(Records for the exercise Opens)

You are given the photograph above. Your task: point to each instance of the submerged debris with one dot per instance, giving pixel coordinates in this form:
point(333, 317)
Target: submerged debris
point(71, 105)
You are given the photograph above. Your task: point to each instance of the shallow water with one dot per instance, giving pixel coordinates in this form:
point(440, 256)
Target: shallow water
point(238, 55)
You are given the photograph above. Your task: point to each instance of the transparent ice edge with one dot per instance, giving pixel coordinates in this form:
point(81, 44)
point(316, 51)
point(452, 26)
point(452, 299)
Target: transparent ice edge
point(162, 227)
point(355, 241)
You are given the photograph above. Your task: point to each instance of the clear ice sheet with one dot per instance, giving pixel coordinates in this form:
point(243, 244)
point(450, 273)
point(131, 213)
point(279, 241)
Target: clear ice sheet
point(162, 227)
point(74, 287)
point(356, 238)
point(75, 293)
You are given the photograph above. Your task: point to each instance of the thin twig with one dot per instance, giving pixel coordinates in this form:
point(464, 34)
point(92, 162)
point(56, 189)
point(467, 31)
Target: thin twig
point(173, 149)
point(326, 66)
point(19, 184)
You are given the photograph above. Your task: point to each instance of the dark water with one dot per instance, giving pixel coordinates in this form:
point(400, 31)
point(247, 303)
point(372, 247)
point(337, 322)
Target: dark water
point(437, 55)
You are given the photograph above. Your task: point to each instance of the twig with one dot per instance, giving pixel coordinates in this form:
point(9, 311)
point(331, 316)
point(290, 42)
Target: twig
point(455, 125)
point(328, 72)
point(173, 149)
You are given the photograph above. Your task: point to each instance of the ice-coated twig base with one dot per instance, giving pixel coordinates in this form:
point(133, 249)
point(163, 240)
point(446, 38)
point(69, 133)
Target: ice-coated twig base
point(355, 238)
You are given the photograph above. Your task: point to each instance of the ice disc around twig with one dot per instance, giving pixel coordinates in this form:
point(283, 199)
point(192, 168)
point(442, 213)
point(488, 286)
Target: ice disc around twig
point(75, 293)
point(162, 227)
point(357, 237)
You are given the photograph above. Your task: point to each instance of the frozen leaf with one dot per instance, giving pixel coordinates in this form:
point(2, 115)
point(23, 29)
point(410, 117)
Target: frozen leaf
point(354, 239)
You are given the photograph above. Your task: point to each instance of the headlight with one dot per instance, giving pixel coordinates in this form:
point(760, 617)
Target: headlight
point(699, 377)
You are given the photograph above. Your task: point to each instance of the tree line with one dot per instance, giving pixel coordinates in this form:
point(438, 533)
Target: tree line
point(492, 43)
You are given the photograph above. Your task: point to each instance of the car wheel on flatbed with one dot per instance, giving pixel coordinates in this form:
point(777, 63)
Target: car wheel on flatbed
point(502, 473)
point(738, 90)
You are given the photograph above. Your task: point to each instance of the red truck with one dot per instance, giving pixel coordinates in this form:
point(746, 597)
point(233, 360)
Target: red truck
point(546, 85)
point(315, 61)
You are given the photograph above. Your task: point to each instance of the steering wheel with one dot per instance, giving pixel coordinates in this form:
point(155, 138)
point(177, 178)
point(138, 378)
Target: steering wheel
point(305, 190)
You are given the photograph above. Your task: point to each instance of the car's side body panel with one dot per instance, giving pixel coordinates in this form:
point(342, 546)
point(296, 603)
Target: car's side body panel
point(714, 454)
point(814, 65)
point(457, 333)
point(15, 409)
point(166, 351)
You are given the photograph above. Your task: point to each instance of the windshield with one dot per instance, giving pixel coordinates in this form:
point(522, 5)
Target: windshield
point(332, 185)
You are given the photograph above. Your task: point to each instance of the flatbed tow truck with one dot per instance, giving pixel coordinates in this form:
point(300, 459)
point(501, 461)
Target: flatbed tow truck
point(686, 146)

(Records for the exercise Closes)

Look above and repeat, character for character, the lines from the first one to the line with "point(279, 241)", counting both.

Solution to the exercise
You are given the photograph above. Your task: point to each instance of the submerged debris with one dot per instance, giving pixel coordinates in this form:
point(333, 317)
Target: submerged debris
point(71, 105)
You are given the photograph above. Your task: point to each instance of the shallow water with one dot per instance, giving pixel coordinates in this form:
point(440, 256)
Target: shallow water
point(238, 55)
You are given the photograph above. Your task: point to each instance of the transparent ice edge with one dot per instance, giving pixel coordinates in this form:
point(81, 44)
point(316, 51)
point(452, 26)
point(452, 299)
Target: transparent ice edge
point(162, 227)
point(355, 241)
You are given the photograph above. Your task: point to each instance of the clear ice sheet with one dot per instance, giving pixel coordinates in this form:
point(243, 244)
point(450, 273)
point(131, 213)
point(279, 241)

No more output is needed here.